## begin
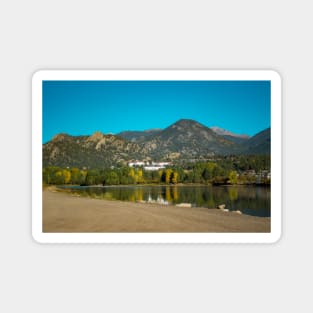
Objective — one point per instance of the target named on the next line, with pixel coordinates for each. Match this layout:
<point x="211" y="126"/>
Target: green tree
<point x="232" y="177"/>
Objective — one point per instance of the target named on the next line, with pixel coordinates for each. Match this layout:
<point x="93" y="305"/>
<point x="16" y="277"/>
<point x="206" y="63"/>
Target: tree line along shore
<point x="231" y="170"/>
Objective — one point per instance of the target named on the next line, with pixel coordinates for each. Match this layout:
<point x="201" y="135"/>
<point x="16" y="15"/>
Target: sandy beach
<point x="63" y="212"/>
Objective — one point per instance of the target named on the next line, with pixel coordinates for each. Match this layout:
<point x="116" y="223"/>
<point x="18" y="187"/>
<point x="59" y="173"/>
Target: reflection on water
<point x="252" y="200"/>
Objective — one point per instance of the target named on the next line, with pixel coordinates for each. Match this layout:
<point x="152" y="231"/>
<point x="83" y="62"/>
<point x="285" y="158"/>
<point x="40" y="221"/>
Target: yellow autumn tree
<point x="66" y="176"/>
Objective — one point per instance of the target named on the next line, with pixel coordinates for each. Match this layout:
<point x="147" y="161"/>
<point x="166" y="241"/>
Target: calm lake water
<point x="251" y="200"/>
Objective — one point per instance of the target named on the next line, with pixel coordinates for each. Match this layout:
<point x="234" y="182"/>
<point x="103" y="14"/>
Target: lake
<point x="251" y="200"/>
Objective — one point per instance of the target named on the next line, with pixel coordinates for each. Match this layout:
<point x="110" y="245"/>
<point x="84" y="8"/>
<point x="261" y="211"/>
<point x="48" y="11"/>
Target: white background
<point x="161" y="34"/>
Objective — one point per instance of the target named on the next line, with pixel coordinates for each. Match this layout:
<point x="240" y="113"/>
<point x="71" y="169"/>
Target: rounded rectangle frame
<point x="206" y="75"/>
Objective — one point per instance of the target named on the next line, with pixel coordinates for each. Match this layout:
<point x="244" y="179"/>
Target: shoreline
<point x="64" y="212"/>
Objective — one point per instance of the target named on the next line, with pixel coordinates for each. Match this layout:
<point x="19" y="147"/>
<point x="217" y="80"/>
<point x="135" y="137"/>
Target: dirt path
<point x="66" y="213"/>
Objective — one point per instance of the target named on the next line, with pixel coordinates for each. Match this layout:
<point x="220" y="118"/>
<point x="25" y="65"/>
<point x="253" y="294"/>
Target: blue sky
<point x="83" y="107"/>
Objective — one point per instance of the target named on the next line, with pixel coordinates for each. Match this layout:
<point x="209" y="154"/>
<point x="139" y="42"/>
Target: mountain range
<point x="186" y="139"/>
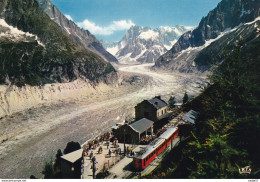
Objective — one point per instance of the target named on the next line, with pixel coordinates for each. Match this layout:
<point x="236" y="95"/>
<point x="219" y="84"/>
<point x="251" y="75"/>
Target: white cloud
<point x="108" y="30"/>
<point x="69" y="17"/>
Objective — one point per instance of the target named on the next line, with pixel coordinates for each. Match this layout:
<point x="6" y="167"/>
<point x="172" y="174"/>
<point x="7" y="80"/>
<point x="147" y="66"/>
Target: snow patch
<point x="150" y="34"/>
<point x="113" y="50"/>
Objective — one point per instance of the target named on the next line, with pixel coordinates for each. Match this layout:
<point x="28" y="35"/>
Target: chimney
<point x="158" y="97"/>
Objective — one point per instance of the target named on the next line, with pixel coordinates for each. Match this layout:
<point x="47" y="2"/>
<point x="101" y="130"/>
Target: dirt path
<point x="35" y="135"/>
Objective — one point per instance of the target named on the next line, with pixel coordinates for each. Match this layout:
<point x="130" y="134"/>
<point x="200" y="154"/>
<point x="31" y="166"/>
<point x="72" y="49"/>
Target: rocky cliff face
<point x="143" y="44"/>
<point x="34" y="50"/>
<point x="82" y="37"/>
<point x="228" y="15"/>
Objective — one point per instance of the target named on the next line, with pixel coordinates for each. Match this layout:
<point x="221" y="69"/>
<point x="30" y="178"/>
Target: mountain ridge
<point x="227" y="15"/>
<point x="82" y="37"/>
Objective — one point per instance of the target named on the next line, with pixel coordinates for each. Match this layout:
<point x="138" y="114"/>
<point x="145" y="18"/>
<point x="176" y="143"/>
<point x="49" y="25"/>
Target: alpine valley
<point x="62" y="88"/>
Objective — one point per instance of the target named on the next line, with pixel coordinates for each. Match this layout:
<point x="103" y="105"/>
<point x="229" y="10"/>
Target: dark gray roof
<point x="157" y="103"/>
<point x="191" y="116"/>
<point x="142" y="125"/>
## end
Print the complete listing exactly, apart from any pictures.

Objective — one point per instance of the target named on the next line, with pixel coordinates for each. Match this layout:
<point x="211" y="126"/>
Target: green tree
<point x="232" y="177"/>
Objective — one point per instance of the target named on the next line, with pixel coordinates for each. Match this layout:
<point x="93" y="305"/>
<point x="16" y="277"/>
<point x="206" y="63"/>
Target: tree line along shore
<point x="231" y="170"/>
Objective — one point per instance of the target named on the next line, with pixel coordinates for each. Match this layout:
<point x="201" y="135"/>
<point x="16" y="15"/>
Target: sandy beach
<point x="63" y="212"/>
Objective — one point per instance of the target named on the next line, with pixel coordinates for each. Match this layout:
<point x="116" y="223"/>
<point x="18" y="187"/>
<point x="59" y="173"/>
Target: reflection on water
<point x="252" y="200"/>
Objective — one point per instance of the target named on the next line, with pixel coordinates for each. Match this layout:
<point x="152" y="231"/>
<point x="83" y="62"/>
<point x="285" y="158"/>
<point x="40" y="221"/>
Target: yellow autumn tree
<point x="66" y="176"/>
Objective — one point per instance of the target named on the next line, with pixel coordinates for each. Match this layout:
<point x="147" y="161"/>
<point x="166" y="241"/>
Target: calm lake water
<point x="251" y="200"/>
Objective — one point per instance of the target named on the next line, with pixel coordinates for each. Match this layout:
<point x="234" y="182"/>
<point x="103" y="14"/>
Target: lake
<point x="251" y="200"/>
Objective — one point per instance of the target named on the next line, with pixel coordinates for each. Match this layout:
<point x="110" y="245"/>
<point x="84" y="8"/>
<point x="261" y="211"/>
<point x="48" y="11"/>
Target: white background
<point x="161" y="34"/>
Objective — one point per instance of the target named on the next line, with pixel coordinates for each. Match this layout:
<point x="240" y="113"/>
<point x="71" y="169"/>
Target: rounded rectangle frame
<point x="206" y="75"/>
Objective — one point per instance of the target named on the next line, with pixel coordinates for each. Match this layout:
<point x="244" y="179"/>
Target: shoreline
<point x="64" y="212"/>
Objective — one point per instance of the target named on the next line, with pixel coordinates for each. Match this layout:
<point x="19" y="147"/>
<point x="217" y="80"/>
<point x="135" y="137"/>
Target: dirt path
<point x="66" y="213"/>
Objective — one point per instance of the target named on the next line, with pixel coordinates for each. Match this layout:
<point x="220" y="118"/>
<point x="25" y="65"/>
<point x="253" y="294"/>
Target: blue sky
<point x="83" y="107"/>
Objective — one point per instance of the target named on the next line, with pixel coordinates for each. Match this layout:
<point x="209" y="154"/>
<point x="139" y="42"/>
Target: mountain range
<point x="186" y="139"/>
Objective — one point per instance of the target named on the next line, with pixel coordinates for each. Match this layout:
<point x="236" y="95"/>
<point x="219" y="84"/>
<point x="251" y="75"/>
Target: white cloud
<point x="108" y="30"/>
<point x="69" y="17"/>
Objective — one point per instance of the target named on the next line, with pixel coordinates for each. Match this layout:
<point x="6" y="167"/>
<point x="172" y="174"/>
<point x="7" y="80"/>
<point x="147" y="66"/>
Target: snow patch
<point x="150" y="34"/>
<point x="113" y="50"/>
Objective — one point per instance of the target named on the next line, with pixel coordinates for each. Match this layout:
<point x="28" y="35"/>
Target: chimney
<point x="158" y="97"/>
Objective — one point per instance of the target named on the next line, with pixel coordinates for each. Match this layout:
<point x="47" y="2"/>
<point x="101" y="130"/>
Target: dirt path
<point x="35" y="135"/>
Objective — one point per instance of the target named on the next line, with pixel coordinates for each. Match this layout:
<point x="130" y="134"/>
<point x="200" y="154"/>
<point x="31" y="166"/>
<point x="72" y="49"/>
Target: rocky cliff face
<point x="143" y="44"/>
<point x="34" y="50"/>
<point x="82" y="37"/>
<point x="228" y="15"/>
Objective — one point per instance of the target named on the next line, with pixel coordinates for each. Match this layout:
<point x="221" y="69"/>
<point x="30" y="178"/>
Target: mountain ridge
<point x="227" y="15"/>
<point x="82" y="37"/>
Objective — one point per instance of the target named on the next line, with pixel coordinates for each. Match this layout:
<point x="138" y="114"/>
<point x="145" y="18"/>
<point x="176" y="143"/>
<point x="49" y="25"/>
Target: alpine valley
<point x="62" y="88"/>
Objective — one point per instance of the target named on the next line, with pixel coordinates for each. Match this layout:
<point x="103" y="105"/>
<point x="229" y="10"/>
Target: dark gray roof
<point x="157" y="103"/>
<point x="191" y="116"/>
<point x="142" y="125"/>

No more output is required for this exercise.